» Data to process
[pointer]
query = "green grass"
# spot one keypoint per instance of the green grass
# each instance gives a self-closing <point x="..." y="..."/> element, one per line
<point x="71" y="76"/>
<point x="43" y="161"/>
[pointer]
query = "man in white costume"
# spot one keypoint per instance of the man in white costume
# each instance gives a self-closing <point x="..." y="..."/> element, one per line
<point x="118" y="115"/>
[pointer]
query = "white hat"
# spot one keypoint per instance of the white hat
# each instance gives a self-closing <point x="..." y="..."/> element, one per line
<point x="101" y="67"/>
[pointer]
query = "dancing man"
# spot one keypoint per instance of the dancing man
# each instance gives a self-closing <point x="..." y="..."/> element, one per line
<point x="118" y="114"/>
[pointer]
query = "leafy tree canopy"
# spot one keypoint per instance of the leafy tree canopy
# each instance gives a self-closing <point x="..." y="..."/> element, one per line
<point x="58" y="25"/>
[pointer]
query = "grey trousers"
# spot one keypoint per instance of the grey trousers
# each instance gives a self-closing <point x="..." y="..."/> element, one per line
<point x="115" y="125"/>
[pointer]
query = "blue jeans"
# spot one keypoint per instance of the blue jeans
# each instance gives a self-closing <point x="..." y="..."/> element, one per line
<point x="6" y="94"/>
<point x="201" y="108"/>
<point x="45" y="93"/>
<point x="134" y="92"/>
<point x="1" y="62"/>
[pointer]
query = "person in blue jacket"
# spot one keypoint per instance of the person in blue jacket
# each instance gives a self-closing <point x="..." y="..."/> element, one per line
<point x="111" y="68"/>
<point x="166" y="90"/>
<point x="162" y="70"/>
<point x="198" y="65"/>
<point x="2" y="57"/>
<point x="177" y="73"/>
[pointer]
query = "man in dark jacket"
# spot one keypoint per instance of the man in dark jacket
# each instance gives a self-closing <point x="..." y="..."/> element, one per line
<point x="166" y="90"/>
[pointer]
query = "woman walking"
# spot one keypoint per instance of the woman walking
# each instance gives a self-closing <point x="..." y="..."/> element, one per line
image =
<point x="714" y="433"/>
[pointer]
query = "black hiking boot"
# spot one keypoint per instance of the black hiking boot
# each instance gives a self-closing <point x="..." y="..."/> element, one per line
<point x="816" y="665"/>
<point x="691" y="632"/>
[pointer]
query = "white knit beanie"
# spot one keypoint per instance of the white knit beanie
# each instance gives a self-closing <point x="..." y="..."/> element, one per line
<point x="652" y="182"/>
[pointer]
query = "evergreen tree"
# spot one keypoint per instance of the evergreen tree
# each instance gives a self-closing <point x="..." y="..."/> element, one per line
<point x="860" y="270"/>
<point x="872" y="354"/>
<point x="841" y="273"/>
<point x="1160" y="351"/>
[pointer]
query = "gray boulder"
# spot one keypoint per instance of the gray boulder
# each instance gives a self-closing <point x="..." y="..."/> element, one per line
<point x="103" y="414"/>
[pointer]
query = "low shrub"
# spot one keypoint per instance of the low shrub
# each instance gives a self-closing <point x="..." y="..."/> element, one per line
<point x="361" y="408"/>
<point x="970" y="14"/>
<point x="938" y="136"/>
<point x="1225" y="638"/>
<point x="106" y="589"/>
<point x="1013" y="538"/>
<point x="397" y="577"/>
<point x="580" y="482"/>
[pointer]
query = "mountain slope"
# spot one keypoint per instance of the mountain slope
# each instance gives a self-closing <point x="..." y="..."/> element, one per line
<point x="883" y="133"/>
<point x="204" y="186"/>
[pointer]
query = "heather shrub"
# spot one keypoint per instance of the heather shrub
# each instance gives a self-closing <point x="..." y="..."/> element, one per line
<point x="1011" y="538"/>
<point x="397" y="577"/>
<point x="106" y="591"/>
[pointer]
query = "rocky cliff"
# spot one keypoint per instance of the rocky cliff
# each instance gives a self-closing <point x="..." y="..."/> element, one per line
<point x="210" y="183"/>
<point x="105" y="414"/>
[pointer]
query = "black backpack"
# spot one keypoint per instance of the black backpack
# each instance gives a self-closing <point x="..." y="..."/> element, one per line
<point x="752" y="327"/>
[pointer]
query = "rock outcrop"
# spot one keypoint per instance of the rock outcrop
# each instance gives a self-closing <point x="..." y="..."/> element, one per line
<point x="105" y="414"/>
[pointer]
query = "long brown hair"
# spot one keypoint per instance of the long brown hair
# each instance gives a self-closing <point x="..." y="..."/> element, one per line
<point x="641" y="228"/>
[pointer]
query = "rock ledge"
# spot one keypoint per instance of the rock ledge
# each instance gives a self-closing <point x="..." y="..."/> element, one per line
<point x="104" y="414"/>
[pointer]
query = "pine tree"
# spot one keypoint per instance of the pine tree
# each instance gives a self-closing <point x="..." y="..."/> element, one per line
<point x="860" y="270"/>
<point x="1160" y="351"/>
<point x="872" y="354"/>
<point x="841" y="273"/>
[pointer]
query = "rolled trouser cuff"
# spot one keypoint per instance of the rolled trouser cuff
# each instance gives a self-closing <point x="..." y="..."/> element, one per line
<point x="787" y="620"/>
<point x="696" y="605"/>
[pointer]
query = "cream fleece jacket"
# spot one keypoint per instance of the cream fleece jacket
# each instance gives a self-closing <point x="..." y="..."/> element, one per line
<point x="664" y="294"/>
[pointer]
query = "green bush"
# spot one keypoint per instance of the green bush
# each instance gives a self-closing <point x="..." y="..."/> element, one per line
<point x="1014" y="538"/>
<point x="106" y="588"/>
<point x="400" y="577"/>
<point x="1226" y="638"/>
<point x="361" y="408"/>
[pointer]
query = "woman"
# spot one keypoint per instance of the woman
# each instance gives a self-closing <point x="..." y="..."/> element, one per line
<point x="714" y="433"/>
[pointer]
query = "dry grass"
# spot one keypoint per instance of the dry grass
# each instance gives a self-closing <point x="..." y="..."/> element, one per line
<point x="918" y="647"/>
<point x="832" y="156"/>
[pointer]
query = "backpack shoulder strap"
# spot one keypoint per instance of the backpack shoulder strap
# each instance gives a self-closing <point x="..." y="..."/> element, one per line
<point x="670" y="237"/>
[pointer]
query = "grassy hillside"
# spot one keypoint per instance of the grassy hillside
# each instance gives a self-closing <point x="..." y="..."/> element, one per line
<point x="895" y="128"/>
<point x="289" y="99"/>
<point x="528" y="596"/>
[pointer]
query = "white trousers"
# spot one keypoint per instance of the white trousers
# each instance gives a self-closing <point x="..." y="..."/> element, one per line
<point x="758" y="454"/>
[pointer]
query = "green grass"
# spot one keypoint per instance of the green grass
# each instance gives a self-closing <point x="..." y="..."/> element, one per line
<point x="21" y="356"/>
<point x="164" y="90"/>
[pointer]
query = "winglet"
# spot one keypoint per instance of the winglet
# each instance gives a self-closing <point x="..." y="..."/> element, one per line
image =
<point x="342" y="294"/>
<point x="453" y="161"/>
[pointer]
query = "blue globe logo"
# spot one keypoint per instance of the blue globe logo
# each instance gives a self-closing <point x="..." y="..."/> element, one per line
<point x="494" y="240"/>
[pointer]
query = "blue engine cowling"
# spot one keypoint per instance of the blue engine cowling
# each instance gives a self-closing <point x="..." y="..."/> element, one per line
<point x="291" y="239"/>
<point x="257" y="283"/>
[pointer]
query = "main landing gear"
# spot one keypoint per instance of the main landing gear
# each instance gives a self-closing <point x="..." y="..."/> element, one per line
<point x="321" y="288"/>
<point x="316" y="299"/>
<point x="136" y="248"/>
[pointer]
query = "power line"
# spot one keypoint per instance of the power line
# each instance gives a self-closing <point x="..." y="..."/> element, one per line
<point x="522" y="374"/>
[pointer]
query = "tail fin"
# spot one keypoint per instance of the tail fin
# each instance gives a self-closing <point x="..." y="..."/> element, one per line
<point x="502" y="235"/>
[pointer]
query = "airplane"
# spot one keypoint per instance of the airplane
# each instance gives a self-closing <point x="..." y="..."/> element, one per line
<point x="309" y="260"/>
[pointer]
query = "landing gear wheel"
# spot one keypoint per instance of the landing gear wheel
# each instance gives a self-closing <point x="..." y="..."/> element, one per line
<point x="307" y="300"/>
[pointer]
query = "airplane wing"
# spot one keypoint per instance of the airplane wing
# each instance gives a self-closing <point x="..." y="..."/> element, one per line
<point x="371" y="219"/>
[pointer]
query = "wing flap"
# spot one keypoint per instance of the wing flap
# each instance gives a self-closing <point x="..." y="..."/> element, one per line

» Assigned task
One inclusive range is required: first line of the data through the line containing "# spot one keypoint per instance of the woman walking". Set it down exactly and output nothing else.

» Answer
[pointer]
query = "green grass"
# spot one keypoint per instance of the green grass
# each instance gives a self-closing <point x="..." y="..."/> element, one per line
<point x="71" y="76"/>
<point x="43" y="161"/>
[pointer]
query = "man in white costume"
# spot one keypoint per instance of the man in white costume
# each instance gives a self-closing <point x="..." y="..."/> element, one per line
<point x="118" y="115"/>
[pointer]
query = "white hat"
# spot one keypoint per instance of the white hat
# each instance gives a self-closing <point x="..." y="..."/> element, one per line
<point x="101" y="67"/>
[pointer]
query = "dancing man"
# spot one keypoint per instance of the dancing man
# each instance gives a self-closing <point x="..." y="..."/> element, one per line
<point x="118" y="114"/>
[pointer]
query = "leafy tree canopy"
# spot one keypoint per instance of the leafy tree canopy
# each instance gives a self-closing <point x="..." y="..."/> element, one per line
<point x="58" y="25"/>
[pointer]
query = "grey trousers"
# spot one keypoint per instance of the grey trousers
# each instance gives a self-closing <point x="..." y="..."/> element, one per line
<point x="115" y="125"/>
[pointer]
query = "blue jeans"
# spot one keypoint per instance of the blue jeans
# each instance gives a self-closing <point x="..." y="..."/> element, one per line
<point x="6" y="94"/>
<point x="201" y="108"/>
<point x="45" y="93"/>
<point x="134" y="92"/>
<point x="1" y="62"/>
[pointer]
query = "person in blue jacket"
# spot one keypoint per instance of the person in blue jacket
# each instance gives a self-closing <point x="..." y="..."/> element, one per line
<point x="111" y="68"/>
<point x="166" y="90"/>
<point x="162" y="70"/>
<point x="198" y="65"/>
<point x="2" y="57"/>
<point x="177" y="73"/>
[pointer]
query = "man in dark jacket"
# spot one keypoint per instance of the man in dark jacket
# each instance gives a self-closing <point x="..." y="..."/> element, one per line
<point x="166" y="90"/>
[pointer]
query = "woman walking"
# spot one keypoint per instance of the woman walking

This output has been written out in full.